▸ **The exercise**
Every entry must be given again exactly.
-- Start of Exercise input --
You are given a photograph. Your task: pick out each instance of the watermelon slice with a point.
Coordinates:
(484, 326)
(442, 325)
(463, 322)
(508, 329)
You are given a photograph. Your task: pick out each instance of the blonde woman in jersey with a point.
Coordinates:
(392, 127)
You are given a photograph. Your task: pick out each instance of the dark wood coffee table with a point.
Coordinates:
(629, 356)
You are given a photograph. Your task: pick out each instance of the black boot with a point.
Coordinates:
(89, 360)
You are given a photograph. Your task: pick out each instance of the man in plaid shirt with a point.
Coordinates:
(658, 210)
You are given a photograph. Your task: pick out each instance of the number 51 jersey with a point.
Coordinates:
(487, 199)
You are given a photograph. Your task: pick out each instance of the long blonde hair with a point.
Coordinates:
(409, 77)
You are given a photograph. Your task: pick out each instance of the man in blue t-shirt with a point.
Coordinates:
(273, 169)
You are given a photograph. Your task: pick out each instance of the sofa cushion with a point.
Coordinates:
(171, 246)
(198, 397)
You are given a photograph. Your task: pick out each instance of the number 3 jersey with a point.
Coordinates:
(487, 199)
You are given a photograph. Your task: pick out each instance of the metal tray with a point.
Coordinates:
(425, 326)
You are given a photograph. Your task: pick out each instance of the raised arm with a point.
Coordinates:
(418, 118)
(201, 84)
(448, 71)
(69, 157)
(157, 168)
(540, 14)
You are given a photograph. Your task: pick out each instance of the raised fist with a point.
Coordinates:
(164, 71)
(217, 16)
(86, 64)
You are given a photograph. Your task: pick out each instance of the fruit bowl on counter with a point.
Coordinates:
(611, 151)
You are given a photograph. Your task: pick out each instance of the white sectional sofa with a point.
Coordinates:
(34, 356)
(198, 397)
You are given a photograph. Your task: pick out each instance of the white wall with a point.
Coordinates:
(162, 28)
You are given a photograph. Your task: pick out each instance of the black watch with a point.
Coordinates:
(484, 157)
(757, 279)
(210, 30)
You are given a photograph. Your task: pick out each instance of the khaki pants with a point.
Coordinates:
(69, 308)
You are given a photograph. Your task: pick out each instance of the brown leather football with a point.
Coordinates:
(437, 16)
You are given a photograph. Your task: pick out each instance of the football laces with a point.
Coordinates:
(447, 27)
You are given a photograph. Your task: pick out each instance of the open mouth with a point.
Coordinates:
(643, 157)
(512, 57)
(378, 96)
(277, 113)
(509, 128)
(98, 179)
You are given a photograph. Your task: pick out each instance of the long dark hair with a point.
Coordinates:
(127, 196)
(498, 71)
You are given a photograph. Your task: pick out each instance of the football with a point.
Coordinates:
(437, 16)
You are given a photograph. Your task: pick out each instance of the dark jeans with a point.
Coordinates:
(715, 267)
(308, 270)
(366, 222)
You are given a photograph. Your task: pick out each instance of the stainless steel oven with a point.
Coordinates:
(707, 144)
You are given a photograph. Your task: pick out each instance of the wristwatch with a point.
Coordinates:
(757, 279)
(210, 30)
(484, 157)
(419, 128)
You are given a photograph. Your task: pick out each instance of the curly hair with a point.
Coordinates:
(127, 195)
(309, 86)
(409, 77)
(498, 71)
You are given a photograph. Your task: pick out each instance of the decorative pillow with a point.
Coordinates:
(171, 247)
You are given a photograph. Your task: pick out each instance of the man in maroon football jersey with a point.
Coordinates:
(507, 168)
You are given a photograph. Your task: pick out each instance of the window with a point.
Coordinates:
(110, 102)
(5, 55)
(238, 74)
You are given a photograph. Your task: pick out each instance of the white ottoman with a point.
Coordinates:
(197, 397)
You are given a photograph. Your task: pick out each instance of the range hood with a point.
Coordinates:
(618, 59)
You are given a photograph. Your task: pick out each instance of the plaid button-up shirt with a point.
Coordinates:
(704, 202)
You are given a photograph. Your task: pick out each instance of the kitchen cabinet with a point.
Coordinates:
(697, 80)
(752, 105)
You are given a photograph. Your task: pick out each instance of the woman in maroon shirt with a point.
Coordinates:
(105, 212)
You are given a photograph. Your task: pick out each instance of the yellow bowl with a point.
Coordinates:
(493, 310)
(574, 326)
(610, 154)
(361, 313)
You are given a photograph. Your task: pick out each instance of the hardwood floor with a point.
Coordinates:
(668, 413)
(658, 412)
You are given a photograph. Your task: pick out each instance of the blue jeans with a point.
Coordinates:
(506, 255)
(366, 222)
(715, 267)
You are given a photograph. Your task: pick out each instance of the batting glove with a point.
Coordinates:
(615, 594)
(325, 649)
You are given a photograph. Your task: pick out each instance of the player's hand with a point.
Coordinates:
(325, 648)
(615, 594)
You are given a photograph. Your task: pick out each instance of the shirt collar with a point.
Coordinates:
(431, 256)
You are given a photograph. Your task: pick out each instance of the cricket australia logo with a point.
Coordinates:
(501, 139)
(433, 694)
-- End of Exercise input --
▸ **Final result**
You are given a photograph. Your task: pick out each instance of the watermelon slice with a point.
Coordinates:
(484, 326)
(442, 325)
(463, 322)
(508, 329)
You are given a photograph. Your task: pick out each instance of the blonde woman in jersey with a point.
Coordinates:
(392, 127)
You are given a photograph. Your task: pick out each instance of the dark wood coffee table with a point.
Coordinates:
(629, 356)
You are given a photograph. Your task: pick out each instance of the black boot with a point.
Coordinates:
(89, 360)
You are given a photograph. Your task: pick out each instance of the man in plaid shirt with a point.
Coordinates:
(658, 210)
You are given a photograph. Your task: pick out each instance of the number 51 jersey with a point.
Coordinates:
(487, 199)
You are given a photograph. Your task: pick out each instance of the long blonde hair with a point.
Coordinates:
(409, 77)
You are given a photograph. Your task: pick out each instance of the man in blue t-shirt with a point.
Coordinates:
(273, 169)
You are given a photograph. Your task: pick out each instance of the sofa cushion with a point.
Coordinates:
(171, 246)
(198, 397)
You are given a photograph. Your task: pick out each instance of the number 3 jersey with a point.
Coordinates:
(487, 199)
You are given a photograph. Your task: pick out each instance of the metal tray with a point.
Coordinates:
(425, 326)
You are given a photograph. Your task: pick out each instance of the raised arm with a point.
Coordinates:
(418, 118)
(201, 84)
(448, 71)
(69, 157)
(157, 168)
(540, 14)
You are given a photograph. Your task: pick out each instance of the raised fist with a point.
Coordinates:
(164, 71)
(217, 16)
(86, 64)
You are given a photograph. Your task: pick out each instance of the fruit bowl on counter with a point.
Coordinates:
(611, 151)
You are given a photograph. Your task: pick out each instance of the white sectional sofa with a point.
Coordinates:
(34, 356)
(198, 397)
You are given a photograph. Your task: pick out each instance of the white wall with a point.
Coordinates:
(162, 28)
You are given a photograph. Your task: pick out each instance of the black watch with a point.
Coordinates:
(484, 157)
(757, 279)
(210, 30)
You are given a photograph. Your task: pick out each instance of the khaki pants with a point.
Coordinates:
(69, 308)
You are given a photograph. Your task: pick out each instance of the brown leather football with a point.
Coordinates:
(437, 16)
You are given a photograph. Your task: pick out each instance of the football laces with a point.
Coordinates:
(447, 27)
You are given a photograph. Your task: pick out each instance of the open mouth with a point.
Coordinates:
(643, 157)
(512, 57)
(378, 96)
(277, 113)
(509, 128)
(98, 179)
You are given a photograph. Your task: pick out each instance of the long dark hair with a point.
Coordinates:
(127, 196)
(498, 71)
You are given a photograph. Your task: pick out each instance of the football with a point.
Coordinates:
(437, 16)
You are given a photograph. Your task: pick out each instance of the dark jeans with a point.
Coordinates:
(715, 267)
(308, 270)
(366, 222)
You are given a photograph. Your task: pick out each instance of the stainless steel oven with a point.
Coordinates:
(707, 144)
You are given a photograph. Your task: pick out each instance of the wristwatch with a point.
Coordinates:
(757, 279)
(210, 30)
(484, 157)
(419, 128)
You are given a photograph. Your task: pick out each instance of the curly hair with a point.
Coordinates:
(127, 195)
(309, 86)
(409, 77)
(498, 71)
You are given a photograph. Your task: pick out each instance of the decorative pillow with a point.
Coordinates:
(171, 247)
You are given a photograph. Your task: pick out each instance of the man in maroon football jersey with a point.
Coordinates:
(507, 168)
You are given a photograph. Your task: pick out each instance of the window with a point.
Coordinates:
(110, 102)
(5, 55)
(238, 74)
You are given a photograph. Your task: pick out each instance of the white ottoman with a point.
Coordinates:
(197, 397)
You are given a photograph. Your task: pick out each instance of the range hood with a point.
Coordinates:
(618, 59)
You are given a photograph. Your task: pick out each instance of the plaid button-up shirt with a point.
Coordinates:
(704, 202)
You are given a photograph. Your task: pick out each instance of the kitchen cabinet with a point.
Coordinates:
(697, 80)
(752, 105)
You are given a photograph. Your task: pick out each instance of the woman in maroon shirt with a point.
Coordinates:
(105, 212)
You are given a photograph. Your task: pick out each instance of the yellow bowl with a point.
Coordinates:
(493, 310)
(574, 326)
(610, 154)
(361, 313)
You are given a photograph. Your task: pick out each instance of the hardwood floor with a point.
Coordinates:
(668, 413)
(658, 412)
You are given a photograph. Your task: pick out each instance of the blue jeans with a point.
Coordinates:
(506, 255)
(366, 222)
(715, 267)
You are given a photograph. Your task: pick out each instance of the batting glove with a point.
Coordinates:
(615, 594)
(325, 649)
You are given a photograph. Your task: pick out each instance of the player's hand with a point.
Coordinates:
(325, 648)
(615, 594)
You are given a photograph. Your task: pick out each instance of the shirt collar with a point.
Coordinates:
(431, 256)
You are given a photograph. Your task: pick out each instance of the cricket australia logo with a point.
Coordinates:
(501, 139)
(433, 694)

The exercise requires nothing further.